Each entry should appear in the answer exactly as written.

------ Entries supplied

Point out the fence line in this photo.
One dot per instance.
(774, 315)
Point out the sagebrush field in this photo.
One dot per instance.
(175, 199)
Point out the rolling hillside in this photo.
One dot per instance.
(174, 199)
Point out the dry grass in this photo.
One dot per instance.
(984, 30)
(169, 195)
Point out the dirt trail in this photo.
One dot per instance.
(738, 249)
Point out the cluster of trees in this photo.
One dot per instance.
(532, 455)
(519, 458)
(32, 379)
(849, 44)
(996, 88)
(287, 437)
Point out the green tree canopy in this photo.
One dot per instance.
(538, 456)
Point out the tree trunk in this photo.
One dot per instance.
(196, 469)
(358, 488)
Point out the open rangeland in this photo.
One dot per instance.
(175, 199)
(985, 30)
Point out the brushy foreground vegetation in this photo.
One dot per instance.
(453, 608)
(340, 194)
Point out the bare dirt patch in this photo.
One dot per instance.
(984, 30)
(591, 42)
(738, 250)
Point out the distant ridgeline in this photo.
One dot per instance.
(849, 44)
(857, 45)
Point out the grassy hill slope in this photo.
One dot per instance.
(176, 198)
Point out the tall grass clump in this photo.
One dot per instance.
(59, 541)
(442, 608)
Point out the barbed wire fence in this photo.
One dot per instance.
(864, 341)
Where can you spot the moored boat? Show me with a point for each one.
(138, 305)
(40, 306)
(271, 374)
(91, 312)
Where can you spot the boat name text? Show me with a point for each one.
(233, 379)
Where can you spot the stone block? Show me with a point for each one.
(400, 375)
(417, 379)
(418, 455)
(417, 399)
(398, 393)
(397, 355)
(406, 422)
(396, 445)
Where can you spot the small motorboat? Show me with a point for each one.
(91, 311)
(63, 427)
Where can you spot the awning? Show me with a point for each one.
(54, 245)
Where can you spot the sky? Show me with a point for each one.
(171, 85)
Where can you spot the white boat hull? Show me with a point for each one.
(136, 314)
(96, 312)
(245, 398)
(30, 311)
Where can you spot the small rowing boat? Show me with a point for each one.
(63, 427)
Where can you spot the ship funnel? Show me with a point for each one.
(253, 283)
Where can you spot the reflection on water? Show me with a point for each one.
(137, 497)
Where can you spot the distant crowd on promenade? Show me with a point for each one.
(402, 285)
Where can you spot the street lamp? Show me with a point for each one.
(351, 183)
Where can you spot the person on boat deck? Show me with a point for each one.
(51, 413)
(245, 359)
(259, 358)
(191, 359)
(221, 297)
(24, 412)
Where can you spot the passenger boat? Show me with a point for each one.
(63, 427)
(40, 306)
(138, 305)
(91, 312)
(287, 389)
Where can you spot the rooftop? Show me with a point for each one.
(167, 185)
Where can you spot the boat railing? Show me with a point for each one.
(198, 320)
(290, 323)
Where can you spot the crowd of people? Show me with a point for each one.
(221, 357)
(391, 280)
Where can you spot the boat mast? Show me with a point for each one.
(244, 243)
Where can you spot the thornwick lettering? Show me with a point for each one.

------------

Finished exercise:
Point out the fence line in this photo.
One dot per instance.
(774, 315)
Point out the sagebrush field in this photo.
One dot per instance.
(175, 199)
Point out the rolling hillside in this photo.
One dot per instance.
(174, 199)
Point out the dry grass in this photo.
One dot per instance.
(984, 30)
(169, 195)
Point out the dirt trail in this photo.
One dot per instance.
(738, 249)
Point out the cluster of trees in this photo.
One dot per instance.
(532, 455)
(519, 458)
(32, 379)
(849, 44)
(996, 88)
(287, 437)
Point out the green tree canopy in this photo.
One dot per instance.
(538, 456)
Point out the tree trunk in this photo.
One dot per instance.
(196, 469)
(358, 488)
Point out the open rangeland in this photo.
One dot per instance.
(175, 199)
(985, 30)
Point out the brushy foreground vegetation in this photo.
One dot per instance.
(453, 608)
(340, 194)
Point out the bare dirt patch in this photo.
One dot per instance.
(984, 30)
(591, 42)
(738, 250)
Point out the distant ridgeline in this photo.
One dot per instance.
(849, 44)
(857, 45)
Point out the grassy hill slope in this photo.
One dot per instance.
(176, 198)
Point out the tall grass clump in this photo.
One dot per instance.
(59, 541)
(442, 608)
Point out the barbed wire fence in this photo.
One dot per instance.
(864, 341)
Where can you spot the moored boat? Show me with a point for each one.
(138, 305)
(40, 306)
(271, 374)
(91, 312)
Where can you spot the boat name text? Show me with a point for each one.
(233, 379)
Where can you spot the stone block? Show me with a point for each one.
(400, 375)
(417, 379)
(418, 455)
(417, 399)
(398, 393)
(397, 355)
(406, 422)
(396, 445)
Where can you spot the small motorboat? Show me with a point for each one.
(91, 311)
(63, 427)
Where can you spot the awning? Show me with a point for each one.
(54, 245)
Where can you spot the sky? Show me with a point for each one.
(171, 85)
Where can you spot the white boat hull? Show me with a point for each one.
(136, 314)
(96, 312)
(245, 398)
(30, 311)
Where can you spot the small rowing boat? Show me with a point for each one.
(63, 427)
Where can you spot the ship funnel? Show me with a point for each one.
(253, 283)
Where can you spot the reflection on water? Show me with a point for each one.
(137, 497)
Where can you spot the distant crowd on promenade? Show me with a point for each one.
(402, 285)
Where can you spot the street lamp? Show me with a point for each one.
(351, 183)
Where can you spot the person on boat deck? Show me with a point for each one.
(51, 413)
(245, 359)
(259, 358)
(191, 359)
(221, 297)
(24, 412)
Where can you spot the passenger boat? Show me with a point for each one.
(63, 427)
(40, 306)
(138, 305)
(91, 312)
(287, 389)
Where can you spot the rooftop? Show me with a point for each one.
(167, 185)
Where can you spot the boat railing? Show me with a point for each one.
(198, 320)
(290, 323)
Where can you spot the crowd of people? Show me with a point for each one.
(221, 357)
(391, 280)
Where can you spot the boat mast? Show me with a point for each one.
(244, 243)
Where can you spot the thornwick lettering? Show me with a point for each one.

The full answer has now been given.